**課題**
抜粋文によると、7月9日の復興合同祈願祭はどこの神社と合同で行われたか。

高尾山ブログ 天狗のひとり言


東日本大震災被災地復興祈願合同法要


9月 09

2011年9月7日(水)

 

 

     西日本に大きな被害をもたらした、台風が去り、高尾山にも秋の

     気配が感じられるようになりました。日差しはまだまだ強いです

     が、まとわりつくような暑さから、カラッとした暑さへ変わりつつ

     あります。青々と力強く繁っていた葉っぱも少しずつですが黄色

     く色づいてきました。日没も明らかに早くなり、ここぞとばかりに、

     虫たちが鳴き始めました。秋はもすぐそこまできています。

     3月の火渡り祭の前々日に起きた、東日本大震災から半年が

     経とうとしております。我が家に届く朝刊には、未だに亡くなられ

     た方の御名前が掲載され続けており、毎朝目を通すよう心がけ

     ています。復興という言葉が軽くならないようしたいものです。

     さて、7月9日に北口本宮冨士浅間神社様と合同で行った、復

     興合同祈願祭からも2ヶ月が過ぎ、今度は、高尾山に場所を移

     して復興祈願の合同法要が執り行われました。

     当日は、浅間神社の関係者の方をはじめ、大山阿夫利神社様、

     富士講の皆様、当山役員の方、高尾山修験道有縁の方々、地

     元商店街の方々に100名以上お集まり頂き、殉難者のご供養

     と被災地の復興の促進が神仏融合の中で祈願されました。

    薬王院の僧侶と浅間神社の神職が合同で本堂へ向かいます。

     ご本堂内には神仏融合の尊い雰囲気が流れます。

     修祓の儀。最初に全員で御祓いを受けます。

     祝詞奏上。浅間神社宮司様による祝詞の奏上。

**提供資料**
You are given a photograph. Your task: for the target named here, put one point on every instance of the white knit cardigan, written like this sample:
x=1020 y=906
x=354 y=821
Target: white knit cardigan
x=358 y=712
--
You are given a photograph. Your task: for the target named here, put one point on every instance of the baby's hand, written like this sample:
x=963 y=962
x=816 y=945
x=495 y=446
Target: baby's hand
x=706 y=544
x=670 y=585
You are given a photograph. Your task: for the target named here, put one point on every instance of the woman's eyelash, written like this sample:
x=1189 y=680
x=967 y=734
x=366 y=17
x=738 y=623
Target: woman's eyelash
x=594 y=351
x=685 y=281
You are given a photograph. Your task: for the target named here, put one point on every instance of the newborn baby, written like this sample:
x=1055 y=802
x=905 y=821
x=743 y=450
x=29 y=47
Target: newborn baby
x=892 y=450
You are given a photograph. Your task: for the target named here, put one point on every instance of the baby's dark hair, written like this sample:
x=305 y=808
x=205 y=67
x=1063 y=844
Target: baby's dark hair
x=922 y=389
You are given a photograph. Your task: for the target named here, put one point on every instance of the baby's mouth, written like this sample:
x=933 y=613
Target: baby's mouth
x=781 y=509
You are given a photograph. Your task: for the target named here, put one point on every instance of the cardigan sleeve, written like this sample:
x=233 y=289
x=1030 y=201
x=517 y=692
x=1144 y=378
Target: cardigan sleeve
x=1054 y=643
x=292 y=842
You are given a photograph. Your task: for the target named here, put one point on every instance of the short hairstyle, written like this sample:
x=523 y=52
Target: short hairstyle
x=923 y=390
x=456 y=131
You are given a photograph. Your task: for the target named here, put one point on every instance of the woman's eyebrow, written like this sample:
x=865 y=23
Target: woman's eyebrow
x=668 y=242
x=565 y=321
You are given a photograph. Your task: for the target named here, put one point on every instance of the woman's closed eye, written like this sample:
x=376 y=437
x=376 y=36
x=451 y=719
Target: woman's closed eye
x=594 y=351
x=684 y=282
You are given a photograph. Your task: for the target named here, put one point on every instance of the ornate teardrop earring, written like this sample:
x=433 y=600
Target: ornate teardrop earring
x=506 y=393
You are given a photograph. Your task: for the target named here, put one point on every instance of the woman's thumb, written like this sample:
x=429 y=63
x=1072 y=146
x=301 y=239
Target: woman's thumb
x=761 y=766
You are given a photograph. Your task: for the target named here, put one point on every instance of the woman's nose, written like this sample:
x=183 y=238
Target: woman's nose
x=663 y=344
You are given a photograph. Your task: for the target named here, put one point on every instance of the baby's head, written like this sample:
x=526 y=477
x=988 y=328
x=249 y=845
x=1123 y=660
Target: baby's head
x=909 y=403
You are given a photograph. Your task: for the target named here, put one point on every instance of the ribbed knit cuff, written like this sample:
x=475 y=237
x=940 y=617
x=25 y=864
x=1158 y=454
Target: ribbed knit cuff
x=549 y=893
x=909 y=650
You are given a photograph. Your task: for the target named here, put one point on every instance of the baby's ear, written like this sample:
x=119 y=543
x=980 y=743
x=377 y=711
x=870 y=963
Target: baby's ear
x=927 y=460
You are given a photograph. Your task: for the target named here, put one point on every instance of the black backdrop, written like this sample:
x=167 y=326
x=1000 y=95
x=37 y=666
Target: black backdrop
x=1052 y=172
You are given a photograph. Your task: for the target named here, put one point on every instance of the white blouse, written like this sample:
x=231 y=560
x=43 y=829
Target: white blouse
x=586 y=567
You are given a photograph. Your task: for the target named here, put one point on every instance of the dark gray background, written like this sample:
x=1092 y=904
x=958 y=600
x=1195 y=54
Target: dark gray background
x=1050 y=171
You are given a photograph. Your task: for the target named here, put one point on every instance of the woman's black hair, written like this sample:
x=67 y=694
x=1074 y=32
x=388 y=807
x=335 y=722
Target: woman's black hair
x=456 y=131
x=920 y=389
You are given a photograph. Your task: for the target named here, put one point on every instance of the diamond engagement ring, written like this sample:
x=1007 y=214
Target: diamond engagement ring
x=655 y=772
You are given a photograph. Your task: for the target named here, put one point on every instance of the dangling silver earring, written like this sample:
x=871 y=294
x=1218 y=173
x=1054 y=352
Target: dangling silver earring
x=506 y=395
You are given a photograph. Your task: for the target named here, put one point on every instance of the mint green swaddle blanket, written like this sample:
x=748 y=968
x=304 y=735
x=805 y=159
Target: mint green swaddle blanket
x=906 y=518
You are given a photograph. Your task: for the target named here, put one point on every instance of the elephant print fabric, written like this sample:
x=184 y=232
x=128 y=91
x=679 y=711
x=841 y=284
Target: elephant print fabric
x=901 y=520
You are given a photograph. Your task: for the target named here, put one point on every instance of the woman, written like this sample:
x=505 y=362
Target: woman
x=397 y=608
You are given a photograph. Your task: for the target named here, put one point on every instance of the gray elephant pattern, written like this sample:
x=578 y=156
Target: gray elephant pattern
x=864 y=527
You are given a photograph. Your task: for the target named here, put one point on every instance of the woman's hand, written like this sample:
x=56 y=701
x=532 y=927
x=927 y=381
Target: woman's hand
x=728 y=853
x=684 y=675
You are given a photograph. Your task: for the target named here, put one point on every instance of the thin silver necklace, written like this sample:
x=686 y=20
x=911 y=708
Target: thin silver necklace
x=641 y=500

**解答**
北口本宮冨士浅間神社と合同で行われた。